● WHAT IS BEING ASKED: Reproduce every line of the listing below verbatim, leaving out the pictures.

Pointing data excerpts:
## START

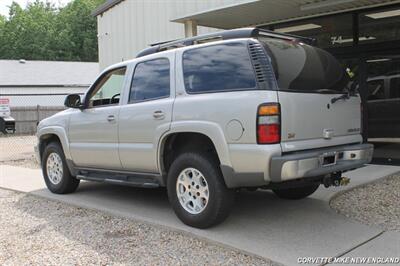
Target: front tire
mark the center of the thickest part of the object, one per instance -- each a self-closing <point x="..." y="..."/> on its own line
<point x="56" y="174"/>
<point x="197" y="191"/>
<point x="296" y="192"/>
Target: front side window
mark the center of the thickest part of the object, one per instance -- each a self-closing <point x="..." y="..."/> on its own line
<point x="151" y="80"/>
<point x="223" y="67"/>
<point x="108" y="88"/>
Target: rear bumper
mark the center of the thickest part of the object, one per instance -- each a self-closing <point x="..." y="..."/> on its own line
<point x="312" y="163"/>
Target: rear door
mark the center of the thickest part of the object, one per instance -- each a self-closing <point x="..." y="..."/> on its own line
<point x="310" y="80"/>
<point x="147" y="113"/>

## END

● RESULT BELOW:
Target: front tire
mark the center of the thickest part of the object, one per instance -- each a self-closing <point x="..." y="..."/> on its own line
<point x="56" y="174"/>
<point x="197" y="191"/>
<point x="296" y="192"/>
Target: front side window
mark the center of the thickest part of the object, one per instance -- each a self-closing <point x="..." y="..."/> on its own line
<point x="151" y="80"/>
<point x="223" y="67"/>
<point x="108" y="88"/>
Target: rear bumper
mark the center of the thickest part of the object, one per instance -- each a self-closing <point x="..." y="..."/> on its own line
<point x="312" y="163"/>
Target: rear door
mark the center of the thickest part of the object, one per instance -- each a self-closing <point x="..." y="..."/> on its own line
<point x="310" y="80"/>
<point x="147" y="113"/>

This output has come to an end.